[START MATERIAL PROVIDED]

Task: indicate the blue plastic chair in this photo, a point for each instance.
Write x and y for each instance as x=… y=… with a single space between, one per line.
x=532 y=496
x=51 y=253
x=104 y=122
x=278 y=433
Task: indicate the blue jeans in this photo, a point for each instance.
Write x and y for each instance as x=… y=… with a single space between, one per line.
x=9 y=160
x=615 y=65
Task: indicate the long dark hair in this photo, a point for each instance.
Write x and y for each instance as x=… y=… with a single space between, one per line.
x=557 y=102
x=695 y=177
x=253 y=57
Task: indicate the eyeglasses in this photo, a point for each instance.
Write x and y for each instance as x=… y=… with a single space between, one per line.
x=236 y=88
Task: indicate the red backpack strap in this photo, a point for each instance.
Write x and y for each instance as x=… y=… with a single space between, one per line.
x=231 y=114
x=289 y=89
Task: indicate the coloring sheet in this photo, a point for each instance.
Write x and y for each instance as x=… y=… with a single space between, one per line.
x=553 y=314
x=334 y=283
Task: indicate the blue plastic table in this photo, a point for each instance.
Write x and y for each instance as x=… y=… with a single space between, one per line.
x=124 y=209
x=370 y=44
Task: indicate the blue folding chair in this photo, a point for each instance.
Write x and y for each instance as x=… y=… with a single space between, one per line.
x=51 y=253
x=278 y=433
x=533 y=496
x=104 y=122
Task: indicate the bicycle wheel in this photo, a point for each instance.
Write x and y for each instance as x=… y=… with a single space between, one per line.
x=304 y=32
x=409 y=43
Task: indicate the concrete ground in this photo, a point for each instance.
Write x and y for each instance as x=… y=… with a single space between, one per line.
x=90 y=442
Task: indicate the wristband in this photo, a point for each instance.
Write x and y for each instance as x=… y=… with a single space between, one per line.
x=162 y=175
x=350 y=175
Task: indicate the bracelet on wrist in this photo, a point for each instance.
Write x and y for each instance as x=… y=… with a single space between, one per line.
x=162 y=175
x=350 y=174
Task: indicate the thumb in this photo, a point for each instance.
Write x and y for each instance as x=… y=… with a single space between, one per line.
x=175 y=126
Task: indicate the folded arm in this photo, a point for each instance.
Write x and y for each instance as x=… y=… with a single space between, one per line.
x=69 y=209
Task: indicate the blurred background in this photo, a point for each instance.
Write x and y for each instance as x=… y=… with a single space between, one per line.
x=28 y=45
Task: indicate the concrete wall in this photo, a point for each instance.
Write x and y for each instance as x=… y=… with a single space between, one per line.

[END MATERIAL PROVIDED]

• **PROBLEM TO WORK ON**
Can you copy all of the items above word for word?

• **WRITTEN ANSWER**
Task: indicate the blue plastic chair in this photo, a point for each instance.
Write x and y for each instance as x=… y=… with a single space between, one per line.
x=532 y=496
x=51 y=253
x=104 y=122
x=278 y=433
Task: indicate the blue jeans in this photo, a point for each instance.
Write x and y for each instance as x=… y=… with a single space between, one per line.
x=9 y=160
x=615 y=65
Task: indicate the long dark hair in this photo, a point for each instance.
Write x and y for each instance as x=… y=… with a single space between, one per line.
x=557 y=102
x=695 y=177
x=253 y=57
Task: indicate the eyeglasses in this photo, a point for each instance.
Write x and y for each instance as x=… y=… with a single space between, one per line.
x=236 y=88
Task: indicate the red backpack strap in this photo, a point for each instance.
Write x and y for each instance as x=… y=… with a single space between, one per line.
x=231 y=114
x=289 y=89
Task: indicate the coloring sheet in this photo, a point for each instance.
Write x and y for each instance as x=… y=… with a single space between, one per line.
x=553 y=314
x=334 y=283
Task: indicate the blue plastic table in this photo, a point for each instance.
Write x and y for each instance as x=… y=… with a single space between, one per line.
x=124 y=209
x=370 y=44
Task: indicate the blue folding chair in this photo, a point for each instance.
Write x and y for each instance as x=… y=… with a single space between, one per line.
x=51 y=253
x=278 y=433
x=533 y=496
x=104 y=122
Task: indicate the bicycle wheel in this photo, a point for each instance.
Write x and y for each instance as x=… y=… with a single space between, one per line.
x=304 y=32
x=409 y=43
Task: indicate the concrete ground in this photo, a point for each instance.
Write x and y for each instance as x=… y=… with a single space between, one per line.
x=90 y=442
Task: indicate the wristband in this photo, a point for each instance.
Write x and y for each instance as x=… y=… with a single space between, one per line.
x=162 y=175
x=350 y=175
Task: indicate the bracelet on wrist in this photo, a point for each instance.
Write x and y for each instance as x=… y=… with a single space between, one per line.
x=162 y=175
x=350 y=174
Task: indicate the thumb in this photo, a point for each instance.
Write x and y for each instance as x=… y=… with a single space between, one per line.
x=175 y=126
Task: indicate the folded arm in this photo, a point for each instance.
Write x and y for each instance as x=… y=… with a single space between, one per line.
x=69 y=209
Task: indicate the blurred background in this photo, a point for each instance.
Write x and y for each instance as x=… y=… with a single space between, one per line.
x=28 y=45
Task: indicate the concrete wall in this photo, a point for each instance.
Write x and y for each instance as x=… y=… with a single space between, one per line.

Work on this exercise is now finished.